Problem to solve:
When a line below holds the string "dark", show that line.

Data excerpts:
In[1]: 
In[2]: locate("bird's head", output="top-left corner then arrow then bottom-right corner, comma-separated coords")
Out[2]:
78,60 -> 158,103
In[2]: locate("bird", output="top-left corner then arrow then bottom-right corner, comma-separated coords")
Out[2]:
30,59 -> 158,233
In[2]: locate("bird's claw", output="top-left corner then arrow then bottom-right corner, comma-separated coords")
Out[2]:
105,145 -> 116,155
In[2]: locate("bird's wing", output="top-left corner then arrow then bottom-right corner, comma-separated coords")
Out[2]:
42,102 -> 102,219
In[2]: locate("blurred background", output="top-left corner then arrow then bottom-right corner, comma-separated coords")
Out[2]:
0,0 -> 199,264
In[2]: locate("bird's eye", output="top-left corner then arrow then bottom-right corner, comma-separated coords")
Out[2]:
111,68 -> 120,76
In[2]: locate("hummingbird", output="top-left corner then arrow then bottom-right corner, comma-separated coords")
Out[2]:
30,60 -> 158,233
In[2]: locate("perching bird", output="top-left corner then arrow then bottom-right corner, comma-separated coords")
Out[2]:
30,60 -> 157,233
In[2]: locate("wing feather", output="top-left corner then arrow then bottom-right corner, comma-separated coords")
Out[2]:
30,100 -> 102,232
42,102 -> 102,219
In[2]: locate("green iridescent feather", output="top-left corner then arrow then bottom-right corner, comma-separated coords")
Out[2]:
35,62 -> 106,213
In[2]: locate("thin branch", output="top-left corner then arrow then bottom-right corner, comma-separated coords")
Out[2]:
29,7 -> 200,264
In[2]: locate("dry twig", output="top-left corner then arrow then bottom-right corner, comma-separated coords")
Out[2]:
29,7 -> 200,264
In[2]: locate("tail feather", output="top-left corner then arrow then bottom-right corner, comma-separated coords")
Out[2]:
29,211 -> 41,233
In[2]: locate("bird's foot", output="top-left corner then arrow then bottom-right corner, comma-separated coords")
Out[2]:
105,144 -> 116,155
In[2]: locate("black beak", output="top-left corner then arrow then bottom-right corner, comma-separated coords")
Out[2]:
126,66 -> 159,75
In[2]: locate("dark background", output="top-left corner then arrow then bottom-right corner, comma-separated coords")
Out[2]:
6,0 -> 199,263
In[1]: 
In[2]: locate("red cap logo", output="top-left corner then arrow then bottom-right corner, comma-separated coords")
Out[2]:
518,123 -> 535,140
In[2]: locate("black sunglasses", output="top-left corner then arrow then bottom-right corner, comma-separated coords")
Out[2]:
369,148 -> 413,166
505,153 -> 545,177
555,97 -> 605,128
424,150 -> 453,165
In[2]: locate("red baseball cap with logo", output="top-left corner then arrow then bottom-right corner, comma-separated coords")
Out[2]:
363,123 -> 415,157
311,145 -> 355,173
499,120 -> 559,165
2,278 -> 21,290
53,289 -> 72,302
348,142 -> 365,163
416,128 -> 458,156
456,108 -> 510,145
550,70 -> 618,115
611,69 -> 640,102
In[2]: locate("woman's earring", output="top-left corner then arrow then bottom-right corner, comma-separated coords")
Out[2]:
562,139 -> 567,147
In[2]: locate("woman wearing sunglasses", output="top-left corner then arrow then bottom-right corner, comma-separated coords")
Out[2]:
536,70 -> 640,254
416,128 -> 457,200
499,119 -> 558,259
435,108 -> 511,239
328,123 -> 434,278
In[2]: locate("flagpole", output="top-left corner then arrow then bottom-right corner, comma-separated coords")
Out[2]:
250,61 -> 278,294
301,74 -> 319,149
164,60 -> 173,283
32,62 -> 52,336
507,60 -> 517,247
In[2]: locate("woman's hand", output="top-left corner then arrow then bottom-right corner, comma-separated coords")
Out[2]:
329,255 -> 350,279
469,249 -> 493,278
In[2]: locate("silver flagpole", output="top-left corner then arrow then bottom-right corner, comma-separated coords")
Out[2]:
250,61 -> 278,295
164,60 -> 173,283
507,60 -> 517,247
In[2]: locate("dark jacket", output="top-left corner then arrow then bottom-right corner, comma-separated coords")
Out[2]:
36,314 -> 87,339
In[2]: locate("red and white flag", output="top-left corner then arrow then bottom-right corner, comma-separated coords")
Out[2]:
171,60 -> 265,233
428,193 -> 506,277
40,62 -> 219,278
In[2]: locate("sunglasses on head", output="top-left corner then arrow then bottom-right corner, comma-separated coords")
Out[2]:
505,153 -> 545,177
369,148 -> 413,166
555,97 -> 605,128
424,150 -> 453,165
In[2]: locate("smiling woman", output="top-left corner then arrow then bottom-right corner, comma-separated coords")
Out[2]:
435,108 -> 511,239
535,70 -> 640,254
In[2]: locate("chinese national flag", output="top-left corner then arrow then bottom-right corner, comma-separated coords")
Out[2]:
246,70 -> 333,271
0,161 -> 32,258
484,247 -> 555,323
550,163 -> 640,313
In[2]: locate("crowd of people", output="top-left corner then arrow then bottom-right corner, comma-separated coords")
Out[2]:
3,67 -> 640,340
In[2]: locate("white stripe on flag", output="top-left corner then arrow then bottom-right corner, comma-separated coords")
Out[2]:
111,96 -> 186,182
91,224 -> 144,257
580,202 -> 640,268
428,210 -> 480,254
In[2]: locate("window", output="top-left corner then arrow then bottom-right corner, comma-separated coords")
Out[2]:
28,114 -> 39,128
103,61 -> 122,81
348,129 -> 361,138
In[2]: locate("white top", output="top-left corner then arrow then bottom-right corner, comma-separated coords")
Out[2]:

* * *

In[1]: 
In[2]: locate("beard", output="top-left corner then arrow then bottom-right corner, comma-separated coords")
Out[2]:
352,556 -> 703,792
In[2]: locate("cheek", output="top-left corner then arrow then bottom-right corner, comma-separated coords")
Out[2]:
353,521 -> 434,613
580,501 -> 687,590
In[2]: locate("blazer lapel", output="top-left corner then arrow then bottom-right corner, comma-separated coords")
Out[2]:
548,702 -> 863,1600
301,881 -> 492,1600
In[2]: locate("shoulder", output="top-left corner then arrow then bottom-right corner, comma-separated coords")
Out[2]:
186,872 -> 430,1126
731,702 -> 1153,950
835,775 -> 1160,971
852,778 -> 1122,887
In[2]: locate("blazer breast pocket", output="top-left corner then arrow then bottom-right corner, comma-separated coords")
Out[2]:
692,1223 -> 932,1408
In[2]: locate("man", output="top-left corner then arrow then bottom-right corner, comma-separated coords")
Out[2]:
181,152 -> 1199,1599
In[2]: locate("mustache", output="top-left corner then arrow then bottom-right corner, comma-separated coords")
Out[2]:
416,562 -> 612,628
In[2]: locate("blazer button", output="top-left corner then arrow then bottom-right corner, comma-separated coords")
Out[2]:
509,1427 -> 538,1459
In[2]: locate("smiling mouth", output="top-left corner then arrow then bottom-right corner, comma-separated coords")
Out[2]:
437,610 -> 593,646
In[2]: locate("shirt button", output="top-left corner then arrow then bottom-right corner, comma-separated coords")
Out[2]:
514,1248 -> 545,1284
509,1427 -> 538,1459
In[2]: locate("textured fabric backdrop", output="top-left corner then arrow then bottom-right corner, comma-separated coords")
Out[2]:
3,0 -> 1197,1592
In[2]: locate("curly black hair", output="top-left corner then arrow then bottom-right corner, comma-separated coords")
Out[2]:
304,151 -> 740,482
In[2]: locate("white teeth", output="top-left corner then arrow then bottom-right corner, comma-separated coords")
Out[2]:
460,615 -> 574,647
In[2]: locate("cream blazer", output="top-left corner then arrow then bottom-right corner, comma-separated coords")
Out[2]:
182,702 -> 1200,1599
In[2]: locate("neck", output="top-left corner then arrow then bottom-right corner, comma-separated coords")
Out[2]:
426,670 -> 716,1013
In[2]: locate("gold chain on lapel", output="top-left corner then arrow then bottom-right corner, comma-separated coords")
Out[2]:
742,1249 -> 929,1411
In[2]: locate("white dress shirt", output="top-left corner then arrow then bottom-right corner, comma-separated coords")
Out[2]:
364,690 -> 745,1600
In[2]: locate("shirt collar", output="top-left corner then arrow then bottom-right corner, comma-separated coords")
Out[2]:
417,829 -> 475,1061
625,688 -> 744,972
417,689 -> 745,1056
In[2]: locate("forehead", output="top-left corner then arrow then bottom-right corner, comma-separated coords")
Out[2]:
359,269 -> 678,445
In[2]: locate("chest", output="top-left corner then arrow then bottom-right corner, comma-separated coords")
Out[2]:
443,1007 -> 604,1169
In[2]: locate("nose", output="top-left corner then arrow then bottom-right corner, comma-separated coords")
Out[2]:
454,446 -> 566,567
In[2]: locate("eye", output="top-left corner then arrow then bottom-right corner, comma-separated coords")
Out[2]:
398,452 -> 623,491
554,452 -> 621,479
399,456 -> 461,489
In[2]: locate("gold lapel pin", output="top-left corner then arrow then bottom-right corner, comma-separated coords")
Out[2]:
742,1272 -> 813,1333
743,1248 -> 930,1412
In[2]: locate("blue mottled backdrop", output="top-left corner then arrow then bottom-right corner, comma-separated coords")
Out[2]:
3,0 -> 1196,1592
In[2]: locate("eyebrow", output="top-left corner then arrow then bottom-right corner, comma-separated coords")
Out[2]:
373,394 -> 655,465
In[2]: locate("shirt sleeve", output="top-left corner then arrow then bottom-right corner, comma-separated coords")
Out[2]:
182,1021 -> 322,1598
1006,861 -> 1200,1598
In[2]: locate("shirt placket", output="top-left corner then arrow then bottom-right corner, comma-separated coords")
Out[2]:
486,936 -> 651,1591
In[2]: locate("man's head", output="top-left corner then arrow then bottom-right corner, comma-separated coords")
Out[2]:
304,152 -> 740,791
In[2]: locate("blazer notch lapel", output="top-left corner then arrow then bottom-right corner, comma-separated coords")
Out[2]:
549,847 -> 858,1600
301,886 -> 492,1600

Answer for the task:
In[2]: locate("dark background", output="top-left corner then arrow then bottom-right corner, comma-separated coords")
In[2]: locate("dark jacket", output="top-left corner then arrow then bottom-right corner, comma-separated coords")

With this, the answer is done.